> PAGE TEXT
Vitamin D Blood Test

What is vitamin D?

Vitamin D helps your body absorb calcium and maintain strong bones throughout your entire life. Your body produces vitamin D when the sun’s UV rays contact your skin. Other good sources of the vitamin include fish, eggs, and fortified dairy products. It is also available as a dietary supplement.

Vitamin D must go through several processes in your body before your body can use it. The first transformation occurs in the liver. Here, your body converts vitamin D to a chemical known as 25-hydroxyvitamin D, also called calcidiol.


What is the vitamin D blood test?

The 25-hydroxy vitamin D test is the best way to monitor vitamin D levels. The amount of 25-hydroxyvitamin D in your blood is a good indication of how much vitamin D your body has. The test can determine if your vitamin D levels are too high or too low.

The test is also known as the 25-OH vitamin D test and the calcidiol 25-hydroxycholecalcifoerol test. It can be an important indicator of osteoporosis (bone weakness) and rickets (bone malformation).

> PROBLEM SET
(a) Using the text on the vitamin D blood test, answer these questions:
(i) In which organ does the first transformation of vitamin D take place?
(ii) What other name is given for 25-hydroxyvitamin D?
(iii) What does rickets mean, according to the text?
(b) Does each statement agree with the text on the vitamin D blood test? Answer yes or no, and quote the words from the text that decide it.
(i) Fish is one good source of vitamin D.
(ii) The test can only show whether vitamin D levels are too low.
(iii) Vitamin D cannot be taken as a dietary supplement.
(c) Carry on the text on the vitamin D blood test from the point where it ends.

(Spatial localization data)
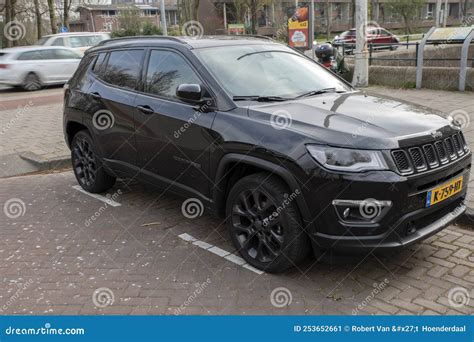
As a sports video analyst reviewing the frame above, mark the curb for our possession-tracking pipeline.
[20,152,71,171]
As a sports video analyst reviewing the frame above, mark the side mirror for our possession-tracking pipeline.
[176,83,203,104]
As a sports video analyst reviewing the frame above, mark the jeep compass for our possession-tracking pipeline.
[64,36,471,272]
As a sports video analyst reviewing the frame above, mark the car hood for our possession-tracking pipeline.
[248,91,456,149]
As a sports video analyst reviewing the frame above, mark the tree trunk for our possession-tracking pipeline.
[48,0,58,34]
[250,0,257,34]
[326,0,332,41]
[63,0,71,31]
[34,0,43,39]
[351,0,356,28]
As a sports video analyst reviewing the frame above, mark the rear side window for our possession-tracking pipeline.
[53,49,81,59]
[18,51,43,61]
[92,52,107,76]
[69,37,88,48]
[51,38,65,46]
[145,50,201,98]
[69,55,96,88]
[102,50,144,89]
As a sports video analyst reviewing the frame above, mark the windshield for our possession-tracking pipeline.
[194,45,351,98]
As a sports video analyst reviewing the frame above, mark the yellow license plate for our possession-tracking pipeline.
[426,176,463,207]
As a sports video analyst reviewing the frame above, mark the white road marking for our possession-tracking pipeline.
[178,233,265,274]
[72,185,121,207]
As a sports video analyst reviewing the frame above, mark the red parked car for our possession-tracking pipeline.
[332,26,400,52]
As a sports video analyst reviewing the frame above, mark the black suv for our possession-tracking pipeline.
[64,36,471,272]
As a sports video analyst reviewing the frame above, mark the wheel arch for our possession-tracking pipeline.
[66,121,89,147]
[212,153,312,228]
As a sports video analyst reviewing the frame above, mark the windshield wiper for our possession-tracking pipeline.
[232,95,292,102]
[295,88,344,99]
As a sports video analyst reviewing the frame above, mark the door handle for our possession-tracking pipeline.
[90,91,102,100]
[137,105,155,115]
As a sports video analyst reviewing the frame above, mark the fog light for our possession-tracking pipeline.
[332,198,392,224]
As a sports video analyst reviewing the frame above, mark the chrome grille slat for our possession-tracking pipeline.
[392,132,469,174]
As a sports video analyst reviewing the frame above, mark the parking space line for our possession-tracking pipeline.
[72,185,121,207]
[178,233,265,274]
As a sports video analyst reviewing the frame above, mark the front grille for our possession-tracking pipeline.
[392,132,469,174]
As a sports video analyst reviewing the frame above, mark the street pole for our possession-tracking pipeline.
[160,0,168,36]
[352,0,369,87]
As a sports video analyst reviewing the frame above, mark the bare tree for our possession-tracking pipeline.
[63,0,72,30]
[48,0,58,34]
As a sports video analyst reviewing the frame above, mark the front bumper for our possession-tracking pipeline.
[305,154,471,251]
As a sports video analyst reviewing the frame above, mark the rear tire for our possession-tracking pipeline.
[23,72,42,91]
[71,130,116,193]
[226,173,310,273]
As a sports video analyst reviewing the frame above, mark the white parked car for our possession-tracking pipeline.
[0,46,81,90]
[36,32,110,54]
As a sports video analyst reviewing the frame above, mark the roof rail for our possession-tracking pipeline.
[97,35,186,46]
[226,34,275,41]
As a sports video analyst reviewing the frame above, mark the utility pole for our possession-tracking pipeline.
[352,0,369,87]
[160,0,168,36]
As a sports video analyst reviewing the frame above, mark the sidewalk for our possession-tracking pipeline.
[0,87,474,222]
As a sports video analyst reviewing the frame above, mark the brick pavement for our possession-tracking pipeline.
[0,172,474,315]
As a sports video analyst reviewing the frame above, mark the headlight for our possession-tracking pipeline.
[306,145,388,172]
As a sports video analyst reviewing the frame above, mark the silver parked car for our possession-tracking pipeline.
[36,32,110,55]
[0,46,81,90]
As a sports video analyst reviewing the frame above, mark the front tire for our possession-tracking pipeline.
[71,131,116,193]
[23,72,42,91]
[226,173,310,273]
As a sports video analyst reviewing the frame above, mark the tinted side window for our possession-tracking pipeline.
[69,55,96,88]
[53,49,81,59]
[69,37,87,48]
[103,50,144,89]
[145,50,201,98]
[51,38,64,46]
[92,52,107,75]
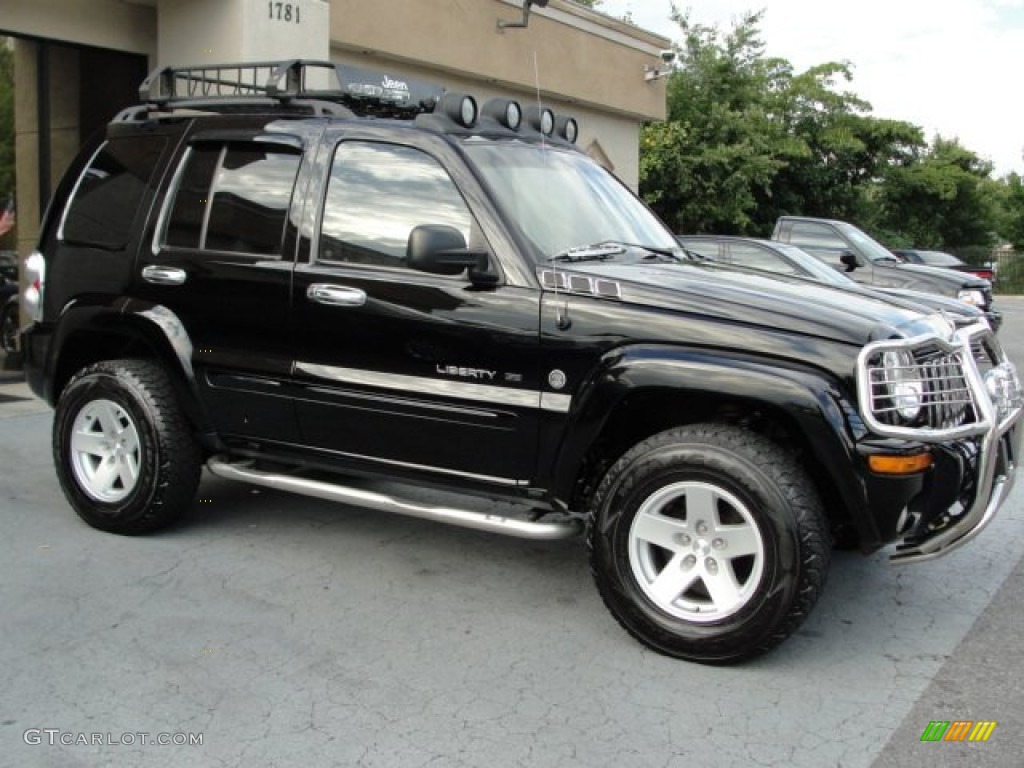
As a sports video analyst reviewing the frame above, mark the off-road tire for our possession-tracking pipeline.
[588,424,830,664]
[53,359,202,535]
[0,297,18,357]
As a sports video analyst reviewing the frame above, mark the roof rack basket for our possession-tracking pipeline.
[138,59,444,117]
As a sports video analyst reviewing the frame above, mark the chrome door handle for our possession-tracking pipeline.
[142,264,188,286]
[306,283,367,306]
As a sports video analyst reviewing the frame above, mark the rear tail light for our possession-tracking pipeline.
[23,251,46,323]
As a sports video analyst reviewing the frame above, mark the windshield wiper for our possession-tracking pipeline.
[548,240,679,261]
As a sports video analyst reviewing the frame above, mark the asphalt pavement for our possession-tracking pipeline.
[0,297,1024,768]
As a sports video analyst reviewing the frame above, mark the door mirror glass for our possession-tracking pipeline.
[839,251,864,272]
[406,224,497,284]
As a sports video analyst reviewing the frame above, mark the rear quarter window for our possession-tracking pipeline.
[58,136,167,249]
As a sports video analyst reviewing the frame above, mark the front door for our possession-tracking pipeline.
[293,140,540,485]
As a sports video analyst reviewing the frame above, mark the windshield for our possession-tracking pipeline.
[771,242,857,288]
[837,222,899,261]
[465,141,679,262]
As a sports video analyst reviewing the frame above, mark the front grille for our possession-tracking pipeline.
[867,347,974,430]
[857,323,1020,442]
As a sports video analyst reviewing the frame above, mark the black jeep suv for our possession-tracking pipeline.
[23,62,1021,663]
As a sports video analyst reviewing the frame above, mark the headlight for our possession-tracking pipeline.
[985,362,1022,422]
[956,289,985,308]
[22,251,46,323]
[882,350,925,421]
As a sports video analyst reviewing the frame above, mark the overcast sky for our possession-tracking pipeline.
[599,0,1024,175]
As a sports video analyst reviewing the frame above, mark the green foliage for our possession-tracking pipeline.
[640,10,784,232]
[640,6,1024,264]
[997,173,1024,247]
[879,136,996,249]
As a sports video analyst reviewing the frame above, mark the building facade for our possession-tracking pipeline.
[0,0,670,262]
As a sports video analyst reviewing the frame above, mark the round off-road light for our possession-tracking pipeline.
[480,98,522,131]
[441,93,478,128]
[505,101,522,131]
[555,117,580,144]
[526,106,555,136]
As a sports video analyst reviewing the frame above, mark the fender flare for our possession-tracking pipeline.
[45,297,211,431]
[547,345,877,535]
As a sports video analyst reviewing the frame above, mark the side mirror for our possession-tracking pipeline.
[406,224,498,286]
[839,251,864,272]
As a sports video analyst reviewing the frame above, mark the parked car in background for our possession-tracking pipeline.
[677,234,985,326]
[891,248,995,283]
[771,216,1001,329]
[0,251,17,284]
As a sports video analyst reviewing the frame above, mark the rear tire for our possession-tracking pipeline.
[589,424,830,664]
[53,359,202,535]
[0,296,18,357]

> RESULTS FOR THE EXERCISE
(a)
(i) The liver.
(ii) Calcidiol.
(iii) Bone malformation.

(b)
(i) Yes: "Other good sources of the vitamin include fish, eggs, and fortified dairy products."
(ii) No: "The test can determine if your vitamin D levels are too high or too low."
(iii) No: "It is also available as a dietary supplement."

(c)
What function does Vitamin D serve in the body?

Vitamin D helps maintain healthy bones by promoting absorption of calcium and phosphorus, two key minerals needed for bones. Healthy bones reduce the incidence of fractures. Vitamin D is also required to maintain muscle strength, which helps prevent falls.

It is known that most cells express the Vitamin D receptor and about 3% of the human genome is directly or indirectly regulated by the vitamin D endocrine system. Vitamin D has a regulatory role for gene and receptors in cells.


Vitamin D levels are associated with:

  • Immune system activity
  • Prevention of certain cancers (e.g. colorectal cancer)
  • Cardiovascular disease prevention
  • Osteoarthritis
  • Fetus development
  • Risk for preeclampsia
  • Insulin resistance


Who is at high risk of having low levels of vitamin D?

  • people who do not get much exposure to the sun
  • older adults
  • people with obesity
  • babies who are breastfed only (formula is usually fortified with vitamin D)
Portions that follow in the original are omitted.